Goal of the exercise: Reproduce exactly, with no other output, every line of the data below from the line containing "Indicate a point per instance of the diver's arm" to the end, inclusive.

(Recorded data)
[Start]

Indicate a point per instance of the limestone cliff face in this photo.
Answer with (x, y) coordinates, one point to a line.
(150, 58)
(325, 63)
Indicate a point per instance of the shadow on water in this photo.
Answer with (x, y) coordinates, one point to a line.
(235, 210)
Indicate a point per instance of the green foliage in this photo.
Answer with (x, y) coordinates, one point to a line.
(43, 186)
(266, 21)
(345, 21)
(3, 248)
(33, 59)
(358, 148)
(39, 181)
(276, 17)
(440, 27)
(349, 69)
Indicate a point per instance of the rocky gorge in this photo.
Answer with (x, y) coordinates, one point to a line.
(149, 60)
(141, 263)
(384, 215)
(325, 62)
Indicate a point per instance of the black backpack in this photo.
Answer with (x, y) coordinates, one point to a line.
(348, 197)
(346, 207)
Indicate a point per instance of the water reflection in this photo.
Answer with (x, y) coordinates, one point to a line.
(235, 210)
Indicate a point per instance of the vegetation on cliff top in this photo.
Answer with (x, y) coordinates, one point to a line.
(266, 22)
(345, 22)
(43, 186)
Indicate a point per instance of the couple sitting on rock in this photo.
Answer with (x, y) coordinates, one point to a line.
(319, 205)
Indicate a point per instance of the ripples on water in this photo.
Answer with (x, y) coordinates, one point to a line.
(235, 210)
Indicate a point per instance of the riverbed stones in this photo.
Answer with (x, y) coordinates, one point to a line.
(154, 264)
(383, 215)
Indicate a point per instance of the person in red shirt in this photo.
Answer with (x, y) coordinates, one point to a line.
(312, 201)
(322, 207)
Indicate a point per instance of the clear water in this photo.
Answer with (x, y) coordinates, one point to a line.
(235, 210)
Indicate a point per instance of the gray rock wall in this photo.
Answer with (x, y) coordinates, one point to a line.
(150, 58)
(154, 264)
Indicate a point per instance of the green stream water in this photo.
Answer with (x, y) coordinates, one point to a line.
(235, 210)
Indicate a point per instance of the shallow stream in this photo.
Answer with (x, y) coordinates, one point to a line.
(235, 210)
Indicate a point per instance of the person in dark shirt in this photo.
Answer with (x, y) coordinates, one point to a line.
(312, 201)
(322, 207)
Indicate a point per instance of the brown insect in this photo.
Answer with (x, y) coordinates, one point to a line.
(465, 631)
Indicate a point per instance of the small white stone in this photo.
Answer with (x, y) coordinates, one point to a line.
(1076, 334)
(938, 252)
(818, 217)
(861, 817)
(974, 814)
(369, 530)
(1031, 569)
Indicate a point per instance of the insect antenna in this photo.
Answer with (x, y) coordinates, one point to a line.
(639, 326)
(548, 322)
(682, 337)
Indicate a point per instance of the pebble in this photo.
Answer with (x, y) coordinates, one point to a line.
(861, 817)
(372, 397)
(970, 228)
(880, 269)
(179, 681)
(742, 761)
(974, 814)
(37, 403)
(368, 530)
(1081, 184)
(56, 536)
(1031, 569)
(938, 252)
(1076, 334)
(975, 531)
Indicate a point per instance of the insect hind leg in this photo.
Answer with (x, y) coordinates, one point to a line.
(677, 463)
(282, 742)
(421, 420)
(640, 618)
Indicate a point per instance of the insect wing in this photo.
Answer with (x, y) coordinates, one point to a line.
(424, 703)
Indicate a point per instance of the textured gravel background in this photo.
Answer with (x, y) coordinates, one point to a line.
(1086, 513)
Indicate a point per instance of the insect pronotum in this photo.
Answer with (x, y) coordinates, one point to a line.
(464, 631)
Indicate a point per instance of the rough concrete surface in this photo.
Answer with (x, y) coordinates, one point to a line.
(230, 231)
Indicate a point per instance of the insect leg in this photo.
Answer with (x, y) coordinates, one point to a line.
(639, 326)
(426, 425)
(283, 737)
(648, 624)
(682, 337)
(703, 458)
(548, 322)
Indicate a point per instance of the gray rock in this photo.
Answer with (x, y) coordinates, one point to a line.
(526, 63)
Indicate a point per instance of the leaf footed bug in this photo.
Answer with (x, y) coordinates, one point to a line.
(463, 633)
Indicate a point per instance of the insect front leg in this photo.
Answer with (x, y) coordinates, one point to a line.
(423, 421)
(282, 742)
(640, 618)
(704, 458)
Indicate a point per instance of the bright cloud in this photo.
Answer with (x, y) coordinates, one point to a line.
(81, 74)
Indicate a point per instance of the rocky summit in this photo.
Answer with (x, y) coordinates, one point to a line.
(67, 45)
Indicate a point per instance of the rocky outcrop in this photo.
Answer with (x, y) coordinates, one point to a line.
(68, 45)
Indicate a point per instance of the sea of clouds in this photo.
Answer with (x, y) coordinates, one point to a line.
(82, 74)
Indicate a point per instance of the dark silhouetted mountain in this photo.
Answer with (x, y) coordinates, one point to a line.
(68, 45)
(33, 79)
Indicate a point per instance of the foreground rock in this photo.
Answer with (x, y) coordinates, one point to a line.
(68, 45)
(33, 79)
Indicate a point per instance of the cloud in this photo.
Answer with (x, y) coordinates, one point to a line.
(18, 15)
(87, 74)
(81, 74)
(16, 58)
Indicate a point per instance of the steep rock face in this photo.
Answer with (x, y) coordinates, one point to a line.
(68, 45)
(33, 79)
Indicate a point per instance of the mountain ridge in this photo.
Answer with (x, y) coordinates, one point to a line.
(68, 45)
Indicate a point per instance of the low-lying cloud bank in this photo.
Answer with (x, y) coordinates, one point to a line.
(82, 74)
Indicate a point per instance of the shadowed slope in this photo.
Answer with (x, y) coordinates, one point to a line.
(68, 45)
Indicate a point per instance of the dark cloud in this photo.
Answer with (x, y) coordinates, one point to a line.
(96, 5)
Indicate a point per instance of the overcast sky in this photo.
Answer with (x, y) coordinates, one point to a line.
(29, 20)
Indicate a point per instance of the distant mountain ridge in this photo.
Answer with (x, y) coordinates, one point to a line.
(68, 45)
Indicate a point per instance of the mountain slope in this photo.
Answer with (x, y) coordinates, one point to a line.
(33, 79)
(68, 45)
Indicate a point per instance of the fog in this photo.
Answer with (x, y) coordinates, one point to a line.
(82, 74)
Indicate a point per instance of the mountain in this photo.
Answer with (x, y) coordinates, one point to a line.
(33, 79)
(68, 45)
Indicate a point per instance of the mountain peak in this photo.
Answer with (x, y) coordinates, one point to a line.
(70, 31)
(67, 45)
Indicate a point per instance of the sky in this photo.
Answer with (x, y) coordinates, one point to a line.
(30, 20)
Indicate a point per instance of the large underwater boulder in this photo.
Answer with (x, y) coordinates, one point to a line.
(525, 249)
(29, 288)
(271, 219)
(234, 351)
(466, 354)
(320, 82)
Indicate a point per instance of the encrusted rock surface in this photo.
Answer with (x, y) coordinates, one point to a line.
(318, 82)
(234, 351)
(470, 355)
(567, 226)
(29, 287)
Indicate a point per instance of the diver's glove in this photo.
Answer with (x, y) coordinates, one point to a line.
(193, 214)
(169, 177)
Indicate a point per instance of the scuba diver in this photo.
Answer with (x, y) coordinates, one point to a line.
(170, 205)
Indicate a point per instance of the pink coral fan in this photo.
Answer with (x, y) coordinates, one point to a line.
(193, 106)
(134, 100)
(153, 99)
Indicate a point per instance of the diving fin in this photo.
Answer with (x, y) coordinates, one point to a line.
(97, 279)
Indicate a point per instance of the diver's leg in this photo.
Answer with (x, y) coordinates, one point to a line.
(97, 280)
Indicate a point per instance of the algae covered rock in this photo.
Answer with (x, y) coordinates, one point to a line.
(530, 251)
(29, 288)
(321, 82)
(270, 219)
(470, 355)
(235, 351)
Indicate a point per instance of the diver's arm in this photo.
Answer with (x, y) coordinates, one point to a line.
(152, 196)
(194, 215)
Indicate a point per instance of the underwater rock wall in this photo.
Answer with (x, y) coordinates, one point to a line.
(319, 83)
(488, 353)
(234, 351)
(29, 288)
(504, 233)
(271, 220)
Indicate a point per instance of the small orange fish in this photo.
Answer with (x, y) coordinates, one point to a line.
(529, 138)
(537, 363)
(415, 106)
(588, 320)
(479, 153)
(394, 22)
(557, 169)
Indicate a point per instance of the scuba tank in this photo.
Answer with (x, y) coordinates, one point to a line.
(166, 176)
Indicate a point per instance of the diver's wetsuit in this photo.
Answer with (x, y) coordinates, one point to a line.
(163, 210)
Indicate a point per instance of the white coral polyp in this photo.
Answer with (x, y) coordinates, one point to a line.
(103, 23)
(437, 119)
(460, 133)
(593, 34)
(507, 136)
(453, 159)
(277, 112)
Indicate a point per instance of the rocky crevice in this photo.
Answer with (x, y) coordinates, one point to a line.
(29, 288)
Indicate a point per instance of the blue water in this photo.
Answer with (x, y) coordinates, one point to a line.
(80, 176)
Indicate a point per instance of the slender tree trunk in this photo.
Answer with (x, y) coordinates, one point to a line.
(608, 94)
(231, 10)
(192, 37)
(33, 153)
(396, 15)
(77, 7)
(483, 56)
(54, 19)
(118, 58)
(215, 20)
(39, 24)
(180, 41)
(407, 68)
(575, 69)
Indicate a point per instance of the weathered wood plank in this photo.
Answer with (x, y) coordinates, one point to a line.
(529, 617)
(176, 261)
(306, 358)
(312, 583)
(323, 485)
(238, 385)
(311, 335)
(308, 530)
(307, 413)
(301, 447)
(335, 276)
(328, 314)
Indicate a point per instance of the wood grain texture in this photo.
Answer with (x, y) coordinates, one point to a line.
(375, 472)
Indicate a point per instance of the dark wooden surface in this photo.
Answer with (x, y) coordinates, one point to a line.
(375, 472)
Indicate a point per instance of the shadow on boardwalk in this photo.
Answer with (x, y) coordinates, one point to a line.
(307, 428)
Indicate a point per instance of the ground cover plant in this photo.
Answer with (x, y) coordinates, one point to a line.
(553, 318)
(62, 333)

[End]

Task response:
Indicate a point per instance of the diver's arm in this photo.
Answer with (x, y) coordinates, one point to a line.
(152, 196)
(194, 215)
Indicate a point per instance of the underwater rock wall in this photo.
Answer with (x, y) coordinates, one point to a line.
(319, 83)
(488, 353)
(234, 351)
(29, 288)
(504, 233)
(271, 220)
Indicate a point per instance of the small orange fish in this photo.
Answer with (x, y) coordinates, one point to a line.
(529, 138)
(537, 363)
(415, 106)
(588, 320)
(479, 153)
(394, 22)
(557, 169)
Indicate a point per instance of the scuba tank in this photo.
Answer with (x, y) coordinates, one point to a line.
(166, 176)
Indicate a point per instance of the diver's wetsuit in this photo.
Answer with (x, y) coordinates, one point to a line.
(163, 210)
Indicate a point per instance of the white coral polyp in this photo.
Answer with (x, y) coordinates, one point to a line.
(103, 23)
(437, 119)
(460, 133)
(593, 34)
(507, 136)
(453, 159)
(277, 112)
Indicate a point per instance of the rocky crevice in this photo.
Answer with (x, y) coordinates, one point to a line.
(29, 288)
Indicate a point per instance of the blue water in this photo.
Answer with (x, y) coordinates, one point to a line.
(80, 176)
Indicate a point per instance of the slender tree trunk in this photo.
Answer with (x, y) coordinates, one point to a line.
(608, 94)
(231, 10)
(192, 37)
(33, 153)
(396, 15)
(77, 7)
(483, 56)
(54, 19)
(118, 58)
(215, 20)
(39, 24)
(180, 41)
(407, 68)
(575, 69)
Indicate a point per instance of the weathered wood plank in this photo.
Answer with (x, y) coordinates, one point to a line.
(529, 617)
(176, 261)
(306, 358)
(312, 583)
(323, 485)
(238, 385)
(311, 335)
(308, 530)
(307, 413)
(301, 447)
(335, 276)
(328, 314)
Indicate a point per instance of the wood grain texture in this photo.
Answer with (x, y) coordinates, one point to a line.
(375, 472)
Indicate a point per instance of the dark wooden surface in this photo.
Answer with (x, y) coordinates, one point to a line.
(375, 472)
Indicate a point per instance of the shadow on boardwalk in this photo.
Answer with (x, y) coordinates, one point to a line.
(307, 428)
Indicate a point per instance of the ground cover plant in this photo.
Answer with (x, y) coordinates, one point to a line.
(553, 318)
(62, 333)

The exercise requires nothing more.